Among the entries below, count each line holding the word "edges". Write only the number.

━━━ MATERIAL SHOWN

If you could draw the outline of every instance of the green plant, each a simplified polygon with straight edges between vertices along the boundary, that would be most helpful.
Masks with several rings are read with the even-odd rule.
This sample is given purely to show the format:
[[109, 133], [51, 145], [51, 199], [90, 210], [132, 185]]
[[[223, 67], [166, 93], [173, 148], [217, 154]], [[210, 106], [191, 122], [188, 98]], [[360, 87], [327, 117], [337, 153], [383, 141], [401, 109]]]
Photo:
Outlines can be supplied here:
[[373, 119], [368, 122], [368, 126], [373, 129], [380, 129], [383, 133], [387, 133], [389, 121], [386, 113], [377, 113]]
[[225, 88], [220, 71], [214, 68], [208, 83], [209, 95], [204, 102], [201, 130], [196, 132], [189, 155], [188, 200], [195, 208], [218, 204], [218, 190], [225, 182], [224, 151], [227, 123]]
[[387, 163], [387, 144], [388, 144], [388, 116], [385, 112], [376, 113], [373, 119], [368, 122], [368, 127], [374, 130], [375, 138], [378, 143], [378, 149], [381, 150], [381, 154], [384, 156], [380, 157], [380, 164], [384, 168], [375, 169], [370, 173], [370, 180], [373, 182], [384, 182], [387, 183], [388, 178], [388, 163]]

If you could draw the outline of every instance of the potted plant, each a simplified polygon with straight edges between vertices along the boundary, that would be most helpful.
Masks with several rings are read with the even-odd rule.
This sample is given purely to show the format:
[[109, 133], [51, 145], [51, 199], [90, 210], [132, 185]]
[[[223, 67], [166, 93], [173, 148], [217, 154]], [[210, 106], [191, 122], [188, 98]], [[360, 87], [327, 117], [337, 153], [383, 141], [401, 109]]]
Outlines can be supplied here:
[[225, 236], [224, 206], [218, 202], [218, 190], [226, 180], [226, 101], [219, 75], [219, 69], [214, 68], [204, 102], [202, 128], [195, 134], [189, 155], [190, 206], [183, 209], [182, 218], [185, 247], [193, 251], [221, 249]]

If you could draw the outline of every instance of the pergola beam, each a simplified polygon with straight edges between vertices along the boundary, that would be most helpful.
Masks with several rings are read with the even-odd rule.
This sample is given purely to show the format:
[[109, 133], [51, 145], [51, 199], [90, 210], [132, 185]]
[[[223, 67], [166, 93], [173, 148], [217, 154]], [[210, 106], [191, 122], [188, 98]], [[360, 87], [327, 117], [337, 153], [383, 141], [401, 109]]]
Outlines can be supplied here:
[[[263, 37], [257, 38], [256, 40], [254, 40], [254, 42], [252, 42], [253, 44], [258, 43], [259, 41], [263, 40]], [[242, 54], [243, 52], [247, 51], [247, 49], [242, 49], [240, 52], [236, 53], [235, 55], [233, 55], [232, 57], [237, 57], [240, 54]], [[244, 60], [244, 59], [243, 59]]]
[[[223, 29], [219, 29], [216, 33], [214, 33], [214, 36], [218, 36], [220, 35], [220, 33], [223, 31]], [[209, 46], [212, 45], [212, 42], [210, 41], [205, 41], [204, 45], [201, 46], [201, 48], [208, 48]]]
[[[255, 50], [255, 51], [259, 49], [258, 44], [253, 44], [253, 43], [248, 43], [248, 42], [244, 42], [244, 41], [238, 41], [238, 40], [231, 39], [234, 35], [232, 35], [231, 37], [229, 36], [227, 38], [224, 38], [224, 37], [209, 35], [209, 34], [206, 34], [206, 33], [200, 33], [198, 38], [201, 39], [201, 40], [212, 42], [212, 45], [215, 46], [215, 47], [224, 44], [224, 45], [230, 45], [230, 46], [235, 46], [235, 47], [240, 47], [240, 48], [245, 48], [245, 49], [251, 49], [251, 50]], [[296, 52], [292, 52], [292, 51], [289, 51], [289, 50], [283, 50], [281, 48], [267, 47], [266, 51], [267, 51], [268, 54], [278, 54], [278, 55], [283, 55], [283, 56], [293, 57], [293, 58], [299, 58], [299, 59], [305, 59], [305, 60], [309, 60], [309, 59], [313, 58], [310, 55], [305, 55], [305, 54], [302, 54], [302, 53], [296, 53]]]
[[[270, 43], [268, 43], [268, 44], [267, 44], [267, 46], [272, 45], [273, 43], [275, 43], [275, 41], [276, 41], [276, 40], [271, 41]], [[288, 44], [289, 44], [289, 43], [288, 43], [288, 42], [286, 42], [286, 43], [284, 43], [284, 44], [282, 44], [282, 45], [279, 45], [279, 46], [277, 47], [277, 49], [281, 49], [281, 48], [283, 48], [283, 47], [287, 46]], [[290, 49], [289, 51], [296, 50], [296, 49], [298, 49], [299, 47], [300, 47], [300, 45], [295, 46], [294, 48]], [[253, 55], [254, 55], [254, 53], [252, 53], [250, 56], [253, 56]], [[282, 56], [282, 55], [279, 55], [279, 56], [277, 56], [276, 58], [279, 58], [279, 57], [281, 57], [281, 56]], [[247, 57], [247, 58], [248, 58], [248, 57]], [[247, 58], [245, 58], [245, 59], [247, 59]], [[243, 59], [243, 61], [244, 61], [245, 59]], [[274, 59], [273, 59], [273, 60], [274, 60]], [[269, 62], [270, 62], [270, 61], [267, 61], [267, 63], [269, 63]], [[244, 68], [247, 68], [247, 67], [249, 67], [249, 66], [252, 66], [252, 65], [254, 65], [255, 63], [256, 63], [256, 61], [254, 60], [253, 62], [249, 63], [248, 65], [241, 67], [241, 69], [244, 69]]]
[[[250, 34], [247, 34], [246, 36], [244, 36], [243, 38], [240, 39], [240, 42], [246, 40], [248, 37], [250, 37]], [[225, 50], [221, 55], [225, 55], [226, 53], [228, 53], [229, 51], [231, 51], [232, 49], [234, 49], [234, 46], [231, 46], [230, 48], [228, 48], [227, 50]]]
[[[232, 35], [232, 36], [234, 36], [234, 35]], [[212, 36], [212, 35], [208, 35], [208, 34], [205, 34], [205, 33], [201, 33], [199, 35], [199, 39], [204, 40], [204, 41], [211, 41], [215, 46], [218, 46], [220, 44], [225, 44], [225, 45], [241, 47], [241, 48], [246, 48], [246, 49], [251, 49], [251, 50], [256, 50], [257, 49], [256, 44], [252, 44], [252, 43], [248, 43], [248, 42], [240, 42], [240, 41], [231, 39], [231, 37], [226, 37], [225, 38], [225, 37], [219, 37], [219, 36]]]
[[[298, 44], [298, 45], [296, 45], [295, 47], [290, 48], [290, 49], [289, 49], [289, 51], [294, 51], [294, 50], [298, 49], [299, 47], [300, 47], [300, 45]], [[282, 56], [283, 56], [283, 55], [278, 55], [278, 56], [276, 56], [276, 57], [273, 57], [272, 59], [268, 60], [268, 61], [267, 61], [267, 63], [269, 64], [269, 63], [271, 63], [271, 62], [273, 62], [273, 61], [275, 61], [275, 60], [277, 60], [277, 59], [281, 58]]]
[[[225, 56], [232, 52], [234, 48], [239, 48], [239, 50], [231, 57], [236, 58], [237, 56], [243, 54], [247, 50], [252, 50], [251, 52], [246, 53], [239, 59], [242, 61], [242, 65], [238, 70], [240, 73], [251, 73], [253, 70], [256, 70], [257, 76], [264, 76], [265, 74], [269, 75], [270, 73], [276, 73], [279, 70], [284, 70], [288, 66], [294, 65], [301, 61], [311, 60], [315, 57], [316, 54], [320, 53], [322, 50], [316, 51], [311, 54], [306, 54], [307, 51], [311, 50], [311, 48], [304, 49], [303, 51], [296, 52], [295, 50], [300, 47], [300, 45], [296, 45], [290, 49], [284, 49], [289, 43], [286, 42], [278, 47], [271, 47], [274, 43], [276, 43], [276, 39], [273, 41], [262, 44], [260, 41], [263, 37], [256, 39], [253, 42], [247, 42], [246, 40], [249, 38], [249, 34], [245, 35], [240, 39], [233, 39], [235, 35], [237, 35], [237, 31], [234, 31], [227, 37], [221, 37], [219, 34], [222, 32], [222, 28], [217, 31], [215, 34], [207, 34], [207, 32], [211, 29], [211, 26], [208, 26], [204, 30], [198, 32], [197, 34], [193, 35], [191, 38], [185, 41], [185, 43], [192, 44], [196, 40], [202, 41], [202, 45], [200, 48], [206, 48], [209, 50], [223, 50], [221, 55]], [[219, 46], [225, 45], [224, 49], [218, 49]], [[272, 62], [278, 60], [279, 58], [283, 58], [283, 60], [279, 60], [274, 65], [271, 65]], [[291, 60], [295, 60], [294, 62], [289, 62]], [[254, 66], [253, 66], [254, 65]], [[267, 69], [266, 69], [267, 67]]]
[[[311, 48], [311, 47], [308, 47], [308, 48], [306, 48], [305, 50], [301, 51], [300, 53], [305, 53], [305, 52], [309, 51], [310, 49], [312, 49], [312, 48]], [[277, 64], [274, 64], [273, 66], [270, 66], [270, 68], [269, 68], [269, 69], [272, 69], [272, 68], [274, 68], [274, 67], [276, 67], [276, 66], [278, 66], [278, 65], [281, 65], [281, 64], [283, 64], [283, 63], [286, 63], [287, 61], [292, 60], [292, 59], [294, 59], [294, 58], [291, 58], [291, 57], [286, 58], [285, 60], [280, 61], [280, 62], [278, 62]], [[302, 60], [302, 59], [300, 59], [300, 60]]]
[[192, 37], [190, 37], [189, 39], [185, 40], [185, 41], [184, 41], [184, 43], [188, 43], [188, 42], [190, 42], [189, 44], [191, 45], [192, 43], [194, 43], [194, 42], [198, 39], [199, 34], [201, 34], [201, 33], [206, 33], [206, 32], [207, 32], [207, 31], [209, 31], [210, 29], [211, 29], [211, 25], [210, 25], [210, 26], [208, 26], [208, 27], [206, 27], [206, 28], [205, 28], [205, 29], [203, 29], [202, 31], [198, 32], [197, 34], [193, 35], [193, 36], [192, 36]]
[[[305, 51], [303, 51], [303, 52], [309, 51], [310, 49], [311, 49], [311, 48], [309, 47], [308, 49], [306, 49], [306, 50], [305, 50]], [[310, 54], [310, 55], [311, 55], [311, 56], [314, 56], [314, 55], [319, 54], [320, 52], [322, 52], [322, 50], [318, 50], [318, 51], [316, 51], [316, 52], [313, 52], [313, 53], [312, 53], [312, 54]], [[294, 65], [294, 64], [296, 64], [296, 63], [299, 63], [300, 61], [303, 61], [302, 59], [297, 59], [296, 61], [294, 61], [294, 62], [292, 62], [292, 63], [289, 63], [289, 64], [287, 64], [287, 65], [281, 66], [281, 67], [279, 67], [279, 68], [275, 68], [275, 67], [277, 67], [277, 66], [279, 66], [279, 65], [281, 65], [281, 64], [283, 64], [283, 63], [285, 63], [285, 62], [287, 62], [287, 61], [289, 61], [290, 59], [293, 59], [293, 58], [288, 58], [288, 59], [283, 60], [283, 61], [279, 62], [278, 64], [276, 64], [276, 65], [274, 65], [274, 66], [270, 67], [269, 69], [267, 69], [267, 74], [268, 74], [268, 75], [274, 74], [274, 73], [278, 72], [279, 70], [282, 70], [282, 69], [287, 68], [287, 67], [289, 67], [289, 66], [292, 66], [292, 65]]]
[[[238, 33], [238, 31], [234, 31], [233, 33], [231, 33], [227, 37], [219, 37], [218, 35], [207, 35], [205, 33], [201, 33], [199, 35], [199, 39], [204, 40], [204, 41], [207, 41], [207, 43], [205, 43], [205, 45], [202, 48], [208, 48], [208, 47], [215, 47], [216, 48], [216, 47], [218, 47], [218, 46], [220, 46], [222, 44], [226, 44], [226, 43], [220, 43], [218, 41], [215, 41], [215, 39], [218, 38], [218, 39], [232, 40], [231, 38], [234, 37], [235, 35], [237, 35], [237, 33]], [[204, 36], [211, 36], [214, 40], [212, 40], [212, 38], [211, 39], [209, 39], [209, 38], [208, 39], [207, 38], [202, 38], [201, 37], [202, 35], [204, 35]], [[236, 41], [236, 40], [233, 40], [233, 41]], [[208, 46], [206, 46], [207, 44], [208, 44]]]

━━━━━━

> **ANSWER AREA**: 3